TASK REQUIREMENTS –
Reproduce the closing part of the entries exactly: the line with "Target: white wall" and all lines after it, ending with the last line, and nothing else.

[Stored data entries]
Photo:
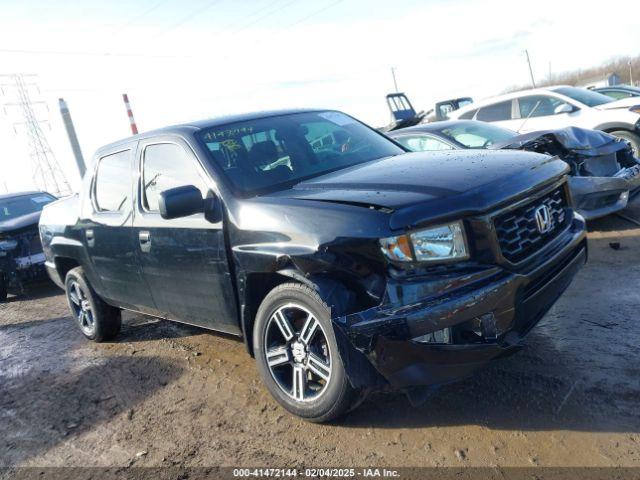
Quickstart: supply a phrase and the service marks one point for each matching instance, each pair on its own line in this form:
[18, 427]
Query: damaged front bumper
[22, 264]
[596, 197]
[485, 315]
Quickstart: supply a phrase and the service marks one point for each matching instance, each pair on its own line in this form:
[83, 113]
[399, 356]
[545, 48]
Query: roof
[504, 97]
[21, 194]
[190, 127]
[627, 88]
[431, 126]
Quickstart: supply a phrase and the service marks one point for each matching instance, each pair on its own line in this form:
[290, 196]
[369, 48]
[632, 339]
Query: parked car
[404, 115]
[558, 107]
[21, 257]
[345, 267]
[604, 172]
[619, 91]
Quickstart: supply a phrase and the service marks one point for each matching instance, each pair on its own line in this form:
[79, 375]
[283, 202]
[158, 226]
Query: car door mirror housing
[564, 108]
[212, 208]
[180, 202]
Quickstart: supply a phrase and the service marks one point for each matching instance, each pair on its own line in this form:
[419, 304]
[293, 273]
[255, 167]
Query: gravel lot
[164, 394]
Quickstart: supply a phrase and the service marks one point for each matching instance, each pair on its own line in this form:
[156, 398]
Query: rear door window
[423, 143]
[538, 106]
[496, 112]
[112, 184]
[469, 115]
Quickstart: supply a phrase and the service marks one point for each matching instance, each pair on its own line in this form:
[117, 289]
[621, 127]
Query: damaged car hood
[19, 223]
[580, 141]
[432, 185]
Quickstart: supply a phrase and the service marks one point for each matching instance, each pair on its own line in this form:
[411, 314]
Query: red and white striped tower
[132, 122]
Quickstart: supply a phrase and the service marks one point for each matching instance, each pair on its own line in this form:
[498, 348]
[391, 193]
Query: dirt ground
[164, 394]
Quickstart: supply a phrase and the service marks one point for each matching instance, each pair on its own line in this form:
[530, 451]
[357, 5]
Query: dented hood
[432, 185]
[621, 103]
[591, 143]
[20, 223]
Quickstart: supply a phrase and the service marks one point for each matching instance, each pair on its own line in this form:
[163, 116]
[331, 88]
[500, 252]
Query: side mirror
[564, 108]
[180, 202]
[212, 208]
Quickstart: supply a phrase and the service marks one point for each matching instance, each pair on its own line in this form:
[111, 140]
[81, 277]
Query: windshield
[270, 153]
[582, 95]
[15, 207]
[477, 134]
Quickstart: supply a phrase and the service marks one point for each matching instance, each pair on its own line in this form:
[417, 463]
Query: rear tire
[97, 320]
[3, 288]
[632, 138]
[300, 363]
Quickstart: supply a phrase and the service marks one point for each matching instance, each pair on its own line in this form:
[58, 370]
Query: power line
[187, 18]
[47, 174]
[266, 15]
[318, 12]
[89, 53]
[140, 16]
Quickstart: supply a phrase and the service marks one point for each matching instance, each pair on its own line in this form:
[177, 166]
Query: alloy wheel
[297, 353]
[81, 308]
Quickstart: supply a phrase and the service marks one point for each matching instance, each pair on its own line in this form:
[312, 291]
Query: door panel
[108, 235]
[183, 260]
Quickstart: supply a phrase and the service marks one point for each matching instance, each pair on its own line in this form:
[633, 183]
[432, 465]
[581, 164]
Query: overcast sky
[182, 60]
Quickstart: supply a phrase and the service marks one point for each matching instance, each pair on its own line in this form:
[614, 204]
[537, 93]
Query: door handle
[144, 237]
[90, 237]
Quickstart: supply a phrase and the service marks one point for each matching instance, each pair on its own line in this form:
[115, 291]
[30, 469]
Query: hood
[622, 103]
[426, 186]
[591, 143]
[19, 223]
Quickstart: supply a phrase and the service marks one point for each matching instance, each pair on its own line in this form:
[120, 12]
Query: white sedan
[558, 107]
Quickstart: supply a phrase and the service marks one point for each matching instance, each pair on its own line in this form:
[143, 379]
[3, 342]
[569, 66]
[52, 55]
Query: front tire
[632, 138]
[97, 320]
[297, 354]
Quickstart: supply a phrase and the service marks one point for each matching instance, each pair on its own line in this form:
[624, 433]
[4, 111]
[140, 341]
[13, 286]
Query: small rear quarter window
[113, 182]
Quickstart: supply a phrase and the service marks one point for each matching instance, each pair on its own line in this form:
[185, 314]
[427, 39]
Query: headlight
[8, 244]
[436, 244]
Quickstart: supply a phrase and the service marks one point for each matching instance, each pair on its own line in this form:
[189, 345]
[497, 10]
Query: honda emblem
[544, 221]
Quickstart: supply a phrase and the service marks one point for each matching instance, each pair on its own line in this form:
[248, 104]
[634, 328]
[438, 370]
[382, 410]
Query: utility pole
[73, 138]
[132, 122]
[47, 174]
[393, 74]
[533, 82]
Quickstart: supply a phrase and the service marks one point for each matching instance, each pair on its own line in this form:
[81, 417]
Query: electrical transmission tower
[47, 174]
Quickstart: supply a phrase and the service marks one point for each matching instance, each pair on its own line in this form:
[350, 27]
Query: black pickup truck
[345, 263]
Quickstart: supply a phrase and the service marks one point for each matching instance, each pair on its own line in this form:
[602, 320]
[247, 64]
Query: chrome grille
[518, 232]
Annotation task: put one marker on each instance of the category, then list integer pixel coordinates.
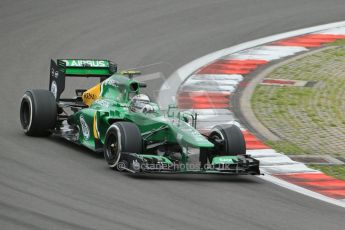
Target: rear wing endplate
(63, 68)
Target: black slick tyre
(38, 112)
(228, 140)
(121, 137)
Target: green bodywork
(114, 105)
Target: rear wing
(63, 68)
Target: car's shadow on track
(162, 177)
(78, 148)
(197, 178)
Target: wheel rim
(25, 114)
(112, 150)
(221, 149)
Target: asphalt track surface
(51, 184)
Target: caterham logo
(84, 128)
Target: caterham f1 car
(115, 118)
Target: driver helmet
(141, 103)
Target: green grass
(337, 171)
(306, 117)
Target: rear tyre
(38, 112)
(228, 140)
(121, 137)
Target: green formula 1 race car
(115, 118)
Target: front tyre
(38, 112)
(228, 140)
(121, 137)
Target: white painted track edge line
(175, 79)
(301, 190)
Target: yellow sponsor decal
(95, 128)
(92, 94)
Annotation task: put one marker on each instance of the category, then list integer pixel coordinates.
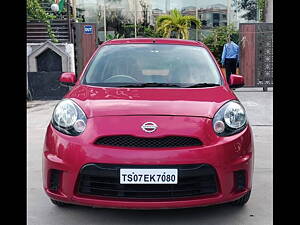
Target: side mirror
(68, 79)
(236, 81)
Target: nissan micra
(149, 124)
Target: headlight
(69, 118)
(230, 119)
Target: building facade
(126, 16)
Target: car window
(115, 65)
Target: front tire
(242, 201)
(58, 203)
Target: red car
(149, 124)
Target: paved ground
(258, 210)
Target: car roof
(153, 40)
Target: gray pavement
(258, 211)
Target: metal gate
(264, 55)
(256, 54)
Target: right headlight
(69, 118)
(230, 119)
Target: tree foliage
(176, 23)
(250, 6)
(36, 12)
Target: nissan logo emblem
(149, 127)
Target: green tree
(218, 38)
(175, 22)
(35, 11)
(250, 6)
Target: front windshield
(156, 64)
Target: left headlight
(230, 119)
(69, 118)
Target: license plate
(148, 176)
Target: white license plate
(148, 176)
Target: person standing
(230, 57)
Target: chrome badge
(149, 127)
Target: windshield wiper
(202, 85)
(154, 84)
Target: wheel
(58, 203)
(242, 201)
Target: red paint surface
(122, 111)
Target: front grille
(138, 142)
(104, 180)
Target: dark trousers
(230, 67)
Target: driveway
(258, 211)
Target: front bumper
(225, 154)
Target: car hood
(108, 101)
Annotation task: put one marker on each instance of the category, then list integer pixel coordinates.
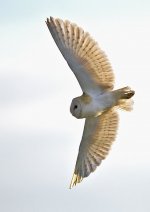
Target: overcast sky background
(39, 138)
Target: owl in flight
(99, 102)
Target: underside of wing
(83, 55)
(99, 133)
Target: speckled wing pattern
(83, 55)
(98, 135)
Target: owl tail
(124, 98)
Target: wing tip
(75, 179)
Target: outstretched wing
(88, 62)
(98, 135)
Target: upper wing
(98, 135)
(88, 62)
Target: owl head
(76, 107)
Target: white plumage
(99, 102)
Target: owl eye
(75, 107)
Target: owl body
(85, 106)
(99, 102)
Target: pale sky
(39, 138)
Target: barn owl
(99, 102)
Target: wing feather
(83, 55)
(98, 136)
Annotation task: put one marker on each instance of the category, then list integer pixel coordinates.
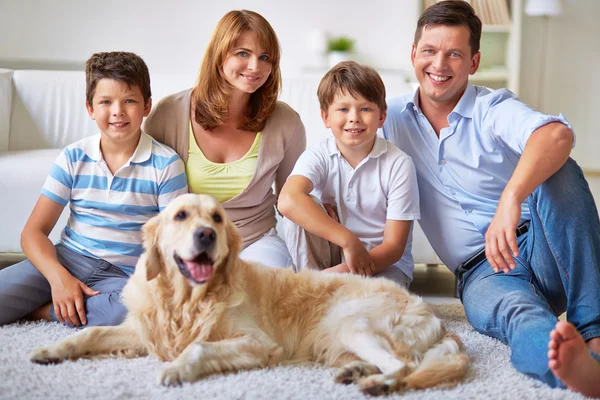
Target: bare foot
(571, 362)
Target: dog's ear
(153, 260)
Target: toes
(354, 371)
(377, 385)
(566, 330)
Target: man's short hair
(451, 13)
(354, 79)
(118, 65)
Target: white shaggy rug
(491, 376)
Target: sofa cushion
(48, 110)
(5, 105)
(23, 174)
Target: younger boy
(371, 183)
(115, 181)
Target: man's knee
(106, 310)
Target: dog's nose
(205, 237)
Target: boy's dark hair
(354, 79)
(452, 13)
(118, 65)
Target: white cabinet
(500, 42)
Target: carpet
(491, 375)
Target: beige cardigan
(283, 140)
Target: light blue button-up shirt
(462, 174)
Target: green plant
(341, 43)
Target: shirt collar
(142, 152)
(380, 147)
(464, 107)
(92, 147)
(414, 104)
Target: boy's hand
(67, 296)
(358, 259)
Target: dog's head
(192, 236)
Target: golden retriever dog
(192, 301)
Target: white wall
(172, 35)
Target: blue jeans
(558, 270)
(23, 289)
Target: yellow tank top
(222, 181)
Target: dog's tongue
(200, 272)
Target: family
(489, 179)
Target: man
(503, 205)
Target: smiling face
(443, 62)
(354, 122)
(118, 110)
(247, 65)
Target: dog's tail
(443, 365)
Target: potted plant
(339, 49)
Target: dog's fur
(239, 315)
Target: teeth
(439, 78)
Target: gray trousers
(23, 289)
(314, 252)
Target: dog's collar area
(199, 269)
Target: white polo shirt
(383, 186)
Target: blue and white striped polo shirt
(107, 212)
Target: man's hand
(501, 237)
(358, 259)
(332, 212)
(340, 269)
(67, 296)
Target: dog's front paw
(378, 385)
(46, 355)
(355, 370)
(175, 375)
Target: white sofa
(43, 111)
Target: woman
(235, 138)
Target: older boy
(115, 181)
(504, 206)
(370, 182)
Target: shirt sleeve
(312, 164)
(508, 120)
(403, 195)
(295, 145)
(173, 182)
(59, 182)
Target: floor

YOUR SOLUTION –
Target: white wall
(172, 35)
Target: blue jeans
(558, 270)
(23, 289)
Target: yellow tank top
(222, 181)
Target: dog's tongue
(200, 272)
Target: family
(489, 179)
Target: man
(503, 205)
Target: smiling face
(443, 62)
(354, 122)
(118, 110)
(247, 65)
Target: dog's tail
(443, 365)
Target: potted plant
(339, 49)
Target: dog's fur
(239, 315)
Target: teeth
(439, 78)
Target: gray trousers
(23, 289)
(314, 252)
Target: dog's collar area
(199, 269)
Target: white polo shirt
(383, 186)
Target: blue and white striped polo shirt
(107, 212)
Target: man's hand
(501, 237)
(358, 259)
(332, 212)
(340, 269)
(67, 296)
Target: dog's front paw
(378, 385)
(46, 355)
(355, 370)
(175, 375)
Target: white sofa
(43, 111)
Target: woman
(235, 138)
Target: older boy
(115, 181)
(504, 206)
(370, 182)
Target: shirt sleeve
(312, 164)
(508, 120)
(403, 195)
(295, 145)
(173, 182)
(59, 182)
Target: floor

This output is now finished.